> [Tasks to complete]:
- 1) Using the passage about the Life Monteverde farm below, state whether each statement agrees with it. Answer yes or no and quote the words that decide it. (a) The tour was led by one of the farm's 12 primary owners. (b) Manure from the goats and pigs goes into a biodigestor that collects methane for cooking. (c) The farm's workers eat their meals separately.
- 2) Print the passage about the Life Monteverde farm below, word for word, from "Today we got" to "to the crops.".

> [Source extract]:
------------------------------

Today we got the amazing opportunity to visit Life Monteverde, a farm in Monteverde that grows coffee as well as promotes sustainability. We were given a tour by the daughter of one of the 12 primary owners, and she showed us their vegetable gardens, barn, forest, and coffee fields. Life Monteverde has a unique system in which they operate their farm. They use the food they produce in their vegetable garden to help feed their workers, and they have an open central kitchen where workers all eat together and help to cook the meals. Additionally, the manure from their goats and pigs is used in compost piles for fertilizers as well as in a biodigestor that collects methane to use in cooking. The forest helps them to protect their crops from the wind, bugs, and disease by acting as a wind break and a more attractive food source for the bugs compared to the crops.

------------------------------

> [Record extracts]:

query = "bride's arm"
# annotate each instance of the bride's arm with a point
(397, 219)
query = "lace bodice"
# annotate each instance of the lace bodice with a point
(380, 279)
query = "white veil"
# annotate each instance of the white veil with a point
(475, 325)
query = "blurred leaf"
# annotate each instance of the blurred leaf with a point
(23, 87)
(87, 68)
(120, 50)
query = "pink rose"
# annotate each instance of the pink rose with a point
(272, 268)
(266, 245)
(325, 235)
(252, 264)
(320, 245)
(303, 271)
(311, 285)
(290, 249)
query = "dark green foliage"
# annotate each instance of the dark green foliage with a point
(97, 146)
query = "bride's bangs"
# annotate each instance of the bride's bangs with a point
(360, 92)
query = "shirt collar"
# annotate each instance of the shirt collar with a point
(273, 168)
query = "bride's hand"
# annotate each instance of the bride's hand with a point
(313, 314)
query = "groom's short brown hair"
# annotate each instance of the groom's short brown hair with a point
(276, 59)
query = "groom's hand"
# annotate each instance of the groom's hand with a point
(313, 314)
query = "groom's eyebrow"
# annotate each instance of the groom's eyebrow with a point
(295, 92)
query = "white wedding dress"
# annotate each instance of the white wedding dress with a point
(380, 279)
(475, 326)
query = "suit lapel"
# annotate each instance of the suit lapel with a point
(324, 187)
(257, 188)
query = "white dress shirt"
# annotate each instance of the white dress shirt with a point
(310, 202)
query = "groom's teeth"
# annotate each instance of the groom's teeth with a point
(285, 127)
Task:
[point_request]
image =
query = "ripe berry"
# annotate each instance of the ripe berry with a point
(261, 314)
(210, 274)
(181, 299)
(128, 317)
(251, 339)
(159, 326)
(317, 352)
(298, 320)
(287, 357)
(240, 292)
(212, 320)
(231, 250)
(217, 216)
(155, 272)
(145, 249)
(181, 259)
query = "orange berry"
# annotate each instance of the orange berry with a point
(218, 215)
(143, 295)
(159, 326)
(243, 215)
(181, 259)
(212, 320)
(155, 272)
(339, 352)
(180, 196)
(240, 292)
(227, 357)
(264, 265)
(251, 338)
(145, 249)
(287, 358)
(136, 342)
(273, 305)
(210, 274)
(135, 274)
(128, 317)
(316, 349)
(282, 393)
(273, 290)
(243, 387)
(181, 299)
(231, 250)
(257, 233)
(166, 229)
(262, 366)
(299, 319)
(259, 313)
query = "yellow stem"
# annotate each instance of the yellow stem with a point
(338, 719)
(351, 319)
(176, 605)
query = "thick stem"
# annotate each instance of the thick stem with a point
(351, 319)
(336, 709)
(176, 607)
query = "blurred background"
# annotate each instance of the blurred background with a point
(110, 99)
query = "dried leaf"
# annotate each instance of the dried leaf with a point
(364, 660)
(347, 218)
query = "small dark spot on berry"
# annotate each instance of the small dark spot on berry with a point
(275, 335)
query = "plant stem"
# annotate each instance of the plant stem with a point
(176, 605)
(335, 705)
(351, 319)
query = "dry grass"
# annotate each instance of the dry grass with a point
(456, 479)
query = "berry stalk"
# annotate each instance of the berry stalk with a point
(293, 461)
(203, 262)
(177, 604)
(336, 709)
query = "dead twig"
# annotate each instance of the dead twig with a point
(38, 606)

------------------------------

> [Results for the exercise]:
- 1)
(a) No: "We were given a tour by the daughter of one of the 12 primary owners"
(b) Yes: "the manure from their goats and pigs is used in compost piles for fertilizers as well as in a biodigestor that collects methane to use in cooking"
(c) No: "they have an open central kitchen where workers all eat together and help to cook the meals"

- 2)
Today we got the amazing opportunity to visit Life Monteverde, a farm in Monteverde that grows coffee as well as promotes sustainability. We were given a tour by the daughter of one of the 12 primary owners, and she showed us their vegetable gardens, barn, forest, and coffee fields. Life Monteverde has a unique system in which they operate their farm. They use the food they produce in their vegetable garden to help feed their workers, and they have an open central kitchen where workers all eat together and help to cook the meals. Additionally, the manure from their goats and pigs is used in compost piles for fertilizers as well as in a biodigestor that collects methane to use in cooking. The forest helps them to protect their crops from the wind, bugs, and disease by acting as a wind break and a more attractive food source for the bugs compared to the crops.